[Entries taken from a collection]
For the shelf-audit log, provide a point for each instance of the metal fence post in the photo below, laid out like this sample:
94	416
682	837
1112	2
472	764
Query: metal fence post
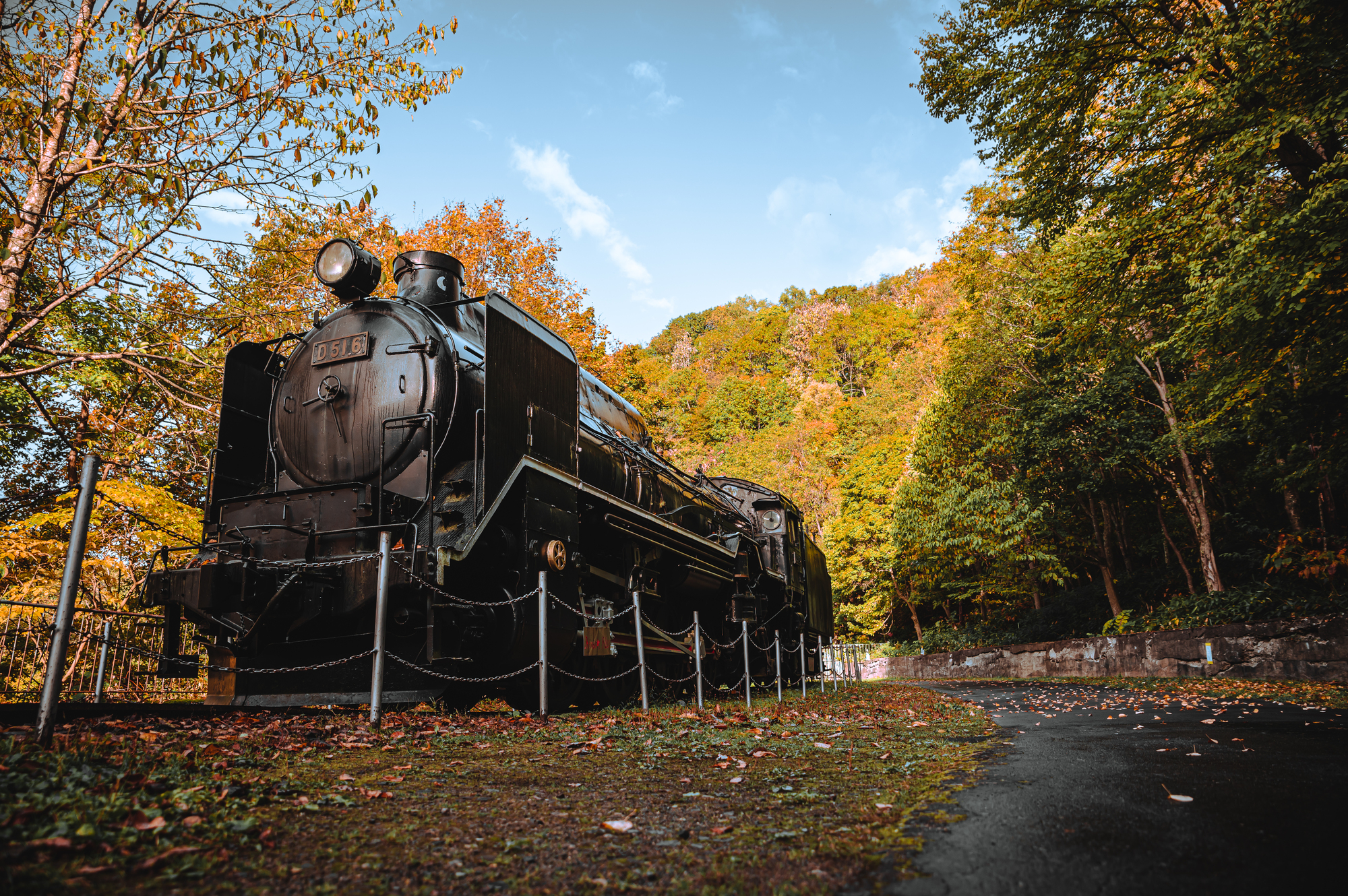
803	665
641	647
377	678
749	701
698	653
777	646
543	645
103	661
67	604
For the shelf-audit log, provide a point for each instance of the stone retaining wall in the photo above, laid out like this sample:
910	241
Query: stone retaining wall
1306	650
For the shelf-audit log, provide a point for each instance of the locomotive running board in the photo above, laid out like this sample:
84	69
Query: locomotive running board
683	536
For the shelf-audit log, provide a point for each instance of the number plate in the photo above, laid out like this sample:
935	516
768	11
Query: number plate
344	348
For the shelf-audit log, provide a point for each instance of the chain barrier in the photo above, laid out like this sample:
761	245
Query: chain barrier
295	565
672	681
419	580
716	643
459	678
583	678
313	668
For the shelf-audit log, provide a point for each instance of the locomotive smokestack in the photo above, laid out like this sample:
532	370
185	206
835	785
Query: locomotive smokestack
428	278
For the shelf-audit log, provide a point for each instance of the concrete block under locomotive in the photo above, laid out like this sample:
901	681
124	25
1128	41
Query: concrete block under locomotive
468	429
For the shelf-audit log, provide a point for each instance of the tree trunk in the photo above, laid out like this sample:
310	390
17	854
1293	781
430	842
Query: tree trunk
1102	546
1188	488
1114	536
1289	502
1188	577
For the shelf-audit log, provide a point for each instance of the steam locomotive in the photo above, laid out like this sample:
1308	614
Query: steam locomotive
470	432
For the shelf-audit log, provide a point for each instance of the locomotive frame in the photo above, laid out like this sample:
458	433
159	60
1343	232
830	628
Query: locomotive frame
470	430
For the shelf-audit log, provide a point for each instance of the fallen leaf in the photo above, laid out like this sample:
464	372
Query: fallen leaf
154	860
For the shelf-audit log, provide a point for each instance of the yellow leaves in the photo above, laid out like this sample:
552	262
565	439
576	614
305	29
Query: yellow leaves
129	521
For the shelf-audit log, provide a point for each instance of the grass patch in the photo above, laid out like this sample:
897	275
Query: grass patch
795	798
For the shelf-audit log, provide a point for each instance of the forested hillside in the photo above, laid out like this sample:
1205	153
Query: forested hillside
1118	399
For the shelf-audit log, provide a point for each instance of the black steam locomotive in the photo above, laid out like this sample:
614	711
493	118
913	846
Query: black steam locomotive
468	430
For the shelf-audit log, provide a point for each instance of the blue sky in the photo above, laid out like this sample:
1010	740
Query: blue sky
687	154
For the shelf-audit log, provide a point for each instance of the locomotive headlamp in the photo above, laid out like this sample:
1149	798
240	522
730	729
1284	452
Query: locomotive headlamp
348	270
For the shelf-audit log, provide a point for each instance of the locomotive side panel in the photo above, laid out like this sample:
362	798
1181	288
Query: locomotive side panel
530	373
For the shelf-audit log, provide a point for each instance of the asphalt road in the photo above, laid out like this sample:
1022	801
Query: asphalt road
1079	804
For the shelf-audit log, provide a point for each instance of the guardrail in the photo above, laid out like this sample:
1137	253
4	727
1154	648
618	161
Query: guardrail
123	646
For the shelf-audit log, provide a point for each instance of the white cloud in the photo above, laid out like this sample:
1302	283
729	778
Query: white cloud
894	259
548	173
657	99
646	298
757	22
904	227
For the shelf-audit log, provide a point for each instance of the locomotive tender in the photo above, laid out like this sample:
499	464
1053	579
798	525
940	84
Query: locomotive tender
==
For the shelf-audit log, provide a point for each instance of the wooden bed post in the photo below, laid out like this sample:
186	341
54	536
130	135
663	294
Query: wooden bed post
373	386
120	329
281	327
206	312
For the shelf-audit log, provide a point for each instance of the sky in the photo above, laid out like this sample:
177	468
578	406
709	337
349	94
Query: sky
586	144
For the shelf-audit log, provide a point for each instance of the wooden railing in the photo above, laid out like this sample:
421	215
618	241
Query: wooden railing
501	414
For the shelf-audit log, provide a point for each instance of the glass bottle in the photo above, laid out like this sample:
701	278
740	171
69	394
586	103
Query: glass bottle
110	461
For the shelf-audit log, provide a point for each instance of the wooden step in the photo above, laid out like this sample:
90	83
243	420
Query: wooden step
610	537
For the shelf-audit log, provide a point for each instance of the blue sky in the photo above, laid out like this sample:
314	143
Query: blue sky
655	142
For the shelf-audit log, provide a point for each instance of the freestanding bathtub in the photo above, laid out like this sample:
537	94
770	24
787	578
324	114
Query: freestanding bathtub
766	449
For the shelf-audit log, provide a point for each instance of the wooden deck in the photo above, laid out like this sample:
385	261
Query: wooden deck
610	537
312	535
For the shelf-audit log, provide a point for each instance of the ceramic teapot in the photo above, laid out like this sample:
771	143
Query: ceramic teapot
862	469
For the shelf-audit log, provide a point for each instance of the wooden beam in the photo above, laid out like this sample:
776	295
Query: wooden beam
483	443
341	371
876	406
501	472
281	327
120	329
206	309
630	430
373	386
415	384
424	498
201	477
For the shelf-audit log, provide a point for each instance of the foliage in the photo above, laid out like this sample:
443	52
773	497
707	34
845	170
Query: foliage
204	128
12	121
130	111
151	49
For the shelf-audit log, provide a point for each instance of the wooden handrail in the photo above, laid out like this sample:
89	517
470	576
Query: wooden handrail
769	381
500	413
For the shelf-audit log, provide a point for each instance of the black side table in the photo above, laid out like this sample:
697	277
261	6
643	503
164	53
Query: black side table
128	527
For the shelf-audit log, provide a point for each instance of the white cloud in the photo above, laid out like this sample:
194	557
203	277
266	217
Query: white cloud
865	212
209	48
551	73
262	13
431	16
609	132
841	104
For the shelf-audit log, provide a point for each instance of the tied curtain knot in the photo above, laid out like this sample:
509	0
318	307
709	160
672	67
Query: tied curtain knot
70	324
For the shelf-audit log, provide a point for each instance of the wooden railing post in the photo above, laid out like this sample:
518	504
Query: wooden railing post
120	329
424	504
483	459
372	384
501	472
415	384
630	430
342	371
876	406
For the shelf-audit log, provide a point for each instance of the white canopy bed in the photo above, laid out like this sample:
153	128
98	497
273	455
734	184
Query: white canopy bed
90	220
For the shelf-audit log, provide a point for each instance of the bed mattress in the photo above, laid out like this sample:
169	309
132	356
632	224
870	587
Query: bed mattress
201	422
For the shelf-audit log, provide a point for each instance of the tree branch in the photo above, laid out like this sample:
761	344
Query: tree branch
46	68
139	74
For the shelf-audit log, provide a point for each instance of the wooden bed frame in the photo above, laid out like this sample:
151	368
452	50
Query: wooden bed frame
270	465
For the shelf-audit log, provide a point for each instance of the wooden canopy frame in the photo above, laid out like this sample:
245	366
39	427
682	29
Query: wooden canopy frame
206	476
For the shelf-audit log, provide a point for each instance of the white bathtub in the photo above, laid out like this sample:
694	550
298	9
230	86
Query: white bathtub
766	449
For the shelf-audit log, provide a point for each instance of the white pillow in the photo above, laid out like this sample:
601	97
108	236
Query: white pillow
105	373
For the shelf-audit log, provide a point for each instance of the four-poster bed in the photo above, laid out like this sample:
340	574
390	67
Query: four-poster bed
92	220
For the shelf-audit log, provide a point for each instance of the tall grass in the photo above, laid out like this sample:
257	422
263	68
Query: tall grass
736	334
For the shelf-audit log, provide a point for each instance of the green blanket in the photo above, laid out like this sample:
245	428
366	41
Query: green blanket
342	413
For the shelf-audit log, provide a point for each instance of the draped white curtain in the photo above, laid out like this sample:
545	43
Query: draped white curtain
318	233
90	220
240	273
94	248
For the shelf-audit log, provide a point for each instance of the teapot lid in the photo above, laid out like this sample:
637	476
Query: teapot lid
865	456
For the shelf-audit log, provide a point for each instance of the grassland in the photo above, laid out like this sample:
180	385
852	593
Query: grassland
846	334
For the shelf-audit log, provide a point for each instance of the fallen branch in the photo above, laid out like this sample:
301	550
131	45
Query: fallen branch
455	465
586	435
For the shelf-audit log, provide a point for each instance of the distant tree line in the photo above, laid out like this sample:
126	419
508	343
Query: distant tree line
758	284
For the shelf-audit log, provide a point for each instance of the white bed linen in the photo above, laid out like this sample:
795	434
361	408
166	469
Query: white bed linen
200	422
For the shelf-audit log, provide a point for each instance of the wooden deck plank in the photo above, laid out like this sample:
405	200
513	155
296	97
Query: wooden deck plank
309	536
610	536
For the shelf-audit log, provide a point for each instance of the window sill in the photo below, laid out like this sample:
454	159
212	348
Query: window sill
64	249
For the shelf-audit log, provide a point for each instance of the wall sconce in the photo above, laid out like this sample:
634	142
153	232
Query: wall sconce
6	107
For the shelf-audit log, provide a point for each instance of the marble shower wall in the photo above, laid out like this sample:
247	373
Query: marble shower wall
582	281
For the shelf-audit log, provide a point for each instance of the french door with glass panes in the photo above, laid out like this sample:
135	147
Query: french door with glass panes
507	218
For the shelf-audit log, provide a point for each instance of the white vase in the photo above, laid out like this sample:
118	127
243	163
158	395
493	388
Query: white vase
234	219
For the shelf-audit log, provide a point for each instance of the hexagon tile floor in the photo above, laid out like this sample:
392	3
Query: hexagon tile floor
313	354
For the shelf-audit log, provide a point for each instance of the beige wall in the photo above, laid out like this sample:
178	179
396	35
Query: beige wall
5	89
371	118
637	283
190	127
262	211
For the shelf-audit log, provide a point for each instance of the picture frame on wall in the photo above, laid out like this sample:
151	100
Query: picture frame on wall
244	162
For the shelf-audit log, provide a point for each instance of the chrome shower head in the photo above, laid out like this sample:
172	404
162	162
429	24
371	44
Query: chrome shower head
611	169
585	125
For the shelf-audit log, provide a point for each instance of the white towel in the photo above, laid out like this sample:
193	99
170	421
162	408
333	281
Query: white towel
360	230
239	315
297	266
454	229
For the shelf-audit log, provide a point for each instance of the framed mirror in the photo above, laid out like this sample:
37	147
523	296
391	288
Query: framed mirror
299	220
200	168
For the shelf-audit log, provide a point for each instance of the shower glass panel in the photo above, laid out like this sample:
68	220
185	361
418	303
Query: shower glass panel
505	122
---
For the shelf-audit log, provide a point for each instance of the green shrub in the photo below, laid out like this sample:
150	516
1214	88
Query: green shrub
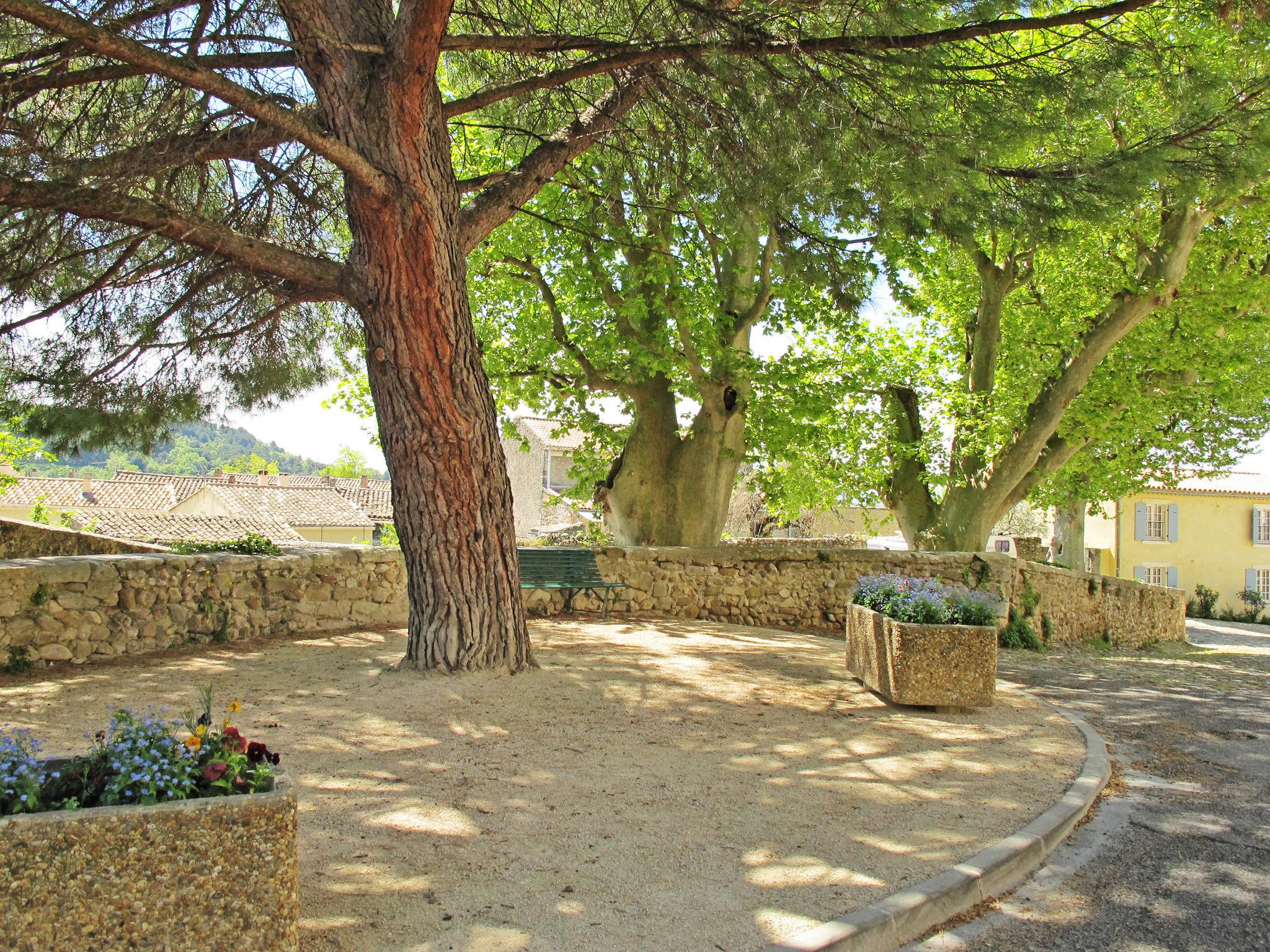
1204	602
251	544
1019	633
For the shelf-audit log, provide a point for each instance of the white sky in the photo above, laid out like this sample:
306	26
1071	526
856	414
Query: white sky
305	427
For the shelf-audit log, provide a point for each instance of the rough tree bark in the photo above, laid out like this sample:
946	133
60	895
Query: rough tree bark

** Task details **
In the records above, how many lines contain the string "rough"? Only that number should be written.

** Expected output **
2